╭─ EXERCISE MATERIAL

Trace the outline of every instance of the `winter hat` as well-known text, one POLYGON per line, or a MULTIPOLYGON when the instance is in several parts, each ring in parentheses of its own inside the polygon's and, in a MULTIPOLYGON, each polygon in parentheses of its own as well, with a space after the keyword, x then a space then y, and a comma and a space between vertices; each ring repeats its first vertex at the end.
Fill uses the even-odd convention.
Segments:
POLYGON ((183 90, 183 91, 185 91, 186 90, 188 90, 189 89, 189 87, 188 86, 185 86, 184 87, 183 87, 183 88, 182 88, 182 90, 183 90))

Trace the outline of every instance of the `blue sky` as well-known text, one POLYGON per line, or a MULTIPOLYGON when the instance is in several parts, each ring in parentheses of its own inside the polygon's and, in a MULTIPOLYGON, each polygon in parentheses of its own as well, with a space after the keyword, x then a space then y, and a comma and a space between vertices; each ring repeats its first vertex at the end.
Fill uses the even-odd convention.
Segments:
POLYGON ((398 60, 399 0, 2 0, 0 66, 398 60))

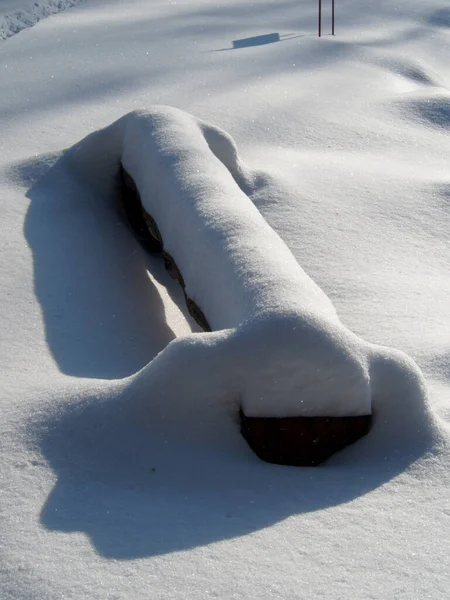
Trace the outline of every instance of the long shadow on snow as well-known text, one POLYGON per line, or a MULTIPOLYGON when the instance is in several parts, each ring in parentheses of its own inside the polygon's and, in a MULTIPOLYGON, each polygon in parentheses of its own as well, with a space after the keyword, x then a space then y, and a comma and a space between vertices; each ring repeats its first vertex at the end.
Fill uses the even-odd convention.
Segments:
POLYGON ((111 388, 44 420, 34 433, 57 481, 42 524, 84 532, 112 559, 185 550, 350 502, 432 445, 408 417, 405 395, 366 439, 325 465, 269 465, 246 446, 230 407, 196 410, 183 400, 181 390, 179 411, 164 416, 151 388, 144 399, 111 388))
MULTIPOLYGON (((27 194, 24 229, 47 342, 64 373, 124 377, 174 334, 147 274, 155 265, 124 225, 117 192, 94 192, 69 166, 63 155, 27 194)), ((30 162, 16 173, 27 180, 40 170, 45 164, 30 162)))
MULTIPOLYGON (((150 360, 173 333, 111 202, 114 190, 83 185, 66 162, 63 156, 28 194, 36 293, 61 369, 117 378, 150 360)), ((31 163, 19 172, 32 177, 36 169, 31 163)), ((167 377, 177 373, 163 373, 145 397, 129 381, 100 383, 97 396, 86 382, 81 399, 77 391, 31 427, 57 476, 41 512, 46 528, 84 532, 113 559, 183 550, 354 500, 433 446, 406 380, 373 399, 372 432, 326 465, 268 465, 240 436, 235 406, 208 398, 192 406, 187 390, 166 404, 167 377)))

╰─

Rewrite the entire listing above with every occurrence of "Segments" changed to "Regions" and everything else unchanged. Omit the picture markers from your answer.

Trace the outline of every instance of the `winter hat` as well-known text, one POLYGON per line, or a MULTIPOLYGON when the instance is in several parts, each ring in parentheses of its own inside the polygon's and, in a MULTIPOLYGON, each polygon in parentheses of its own as well, with a space after the keyword, x then a space then y, and a comma and a space between vertices; each ring repeats its first vertex at the end.
Fill uses the even-odd convention.
Regions:
POLYGON ((183 90, 183 91, 185 91, 186 90, 188 90, 189 89, 189 87, 188 86, 185 86, 184 87, 183 87, 183 88, 182 88, 182 90, 183 90))

Trace the outline of every instance of the `blue sky` as well-known text, one POLYGON per line, or a MULTIPOLYGON when the instance is in several parts, each ring in parentheses of its own inside the polygon's and, in a MULTIPOLYGON, each polygon in parentheses of its own as well, with a space after the keyword, x then a space then y, and a comma and a space between vertices; each ring repeats its first vertex at the end.
Fill uses the even-odd convention.
Regions:
POLYGON ((398 60, 399 0, 2 0, 0 66, 398 60))

Trace the outline of every instance of the long shadow on snow as well-known text, one POLYGON per line, or a MULTIPOLYGON when the instance is in several parts, each ring in parentheses of its own inside the polygon's and, in a MULTIPOLYGON, each polygon in parentheses of its own as well, with a space after the keyword, x then a space then y, and a comma and a space between vertices; each ring repeats its first vertex at the end.
Fill uses the even-odd convention.
Regions:
POLYGON ((111 388, 44 420, 34 433, 57 481, 42 524, 84 532, 112 559, 185 550, 350 502, 432 445, 408 417, 405 395, 366 439, 325 465, 269 465, 246 446, 230 407, 196 410, 183 400, 181 390, 179 411, 164 416, 151 388, 144 399, 111 388))
MULTIPOLYGON (((27 194, 24 229, 47 342, 64 373, 124 377, 174 334, 147 274, 155 265, 124 225, 117 192, 94 192, 69 166, 63 155, 27 194)), ((30 162, 16 173, 27 180, 40 170, 45 164, 30 162)))
MULTIPOLYGON (((150 360, 173 333, 111 202, 114 190, 83 185, 66 162, 63 156, 28 194, 36 293, 61 369, 117 378, 150 360)), ((31 163, 19 172, 32 177, 36 169, 31 163)), ((167 377, 177 373, 163 373, 145 397, 129 381, 100 383, 97 396, 86 382, 81 399, 77 391, 31 427, 57 476, 41 512, 46 528, 84 532, 113 559, 183 550, 354 500, 433 446, 406 380, 373 399, 372 432, 326 465, 268 465, 240 436, 235 406, 208 398, 192 406, 187 390, 166 404, 167 377)))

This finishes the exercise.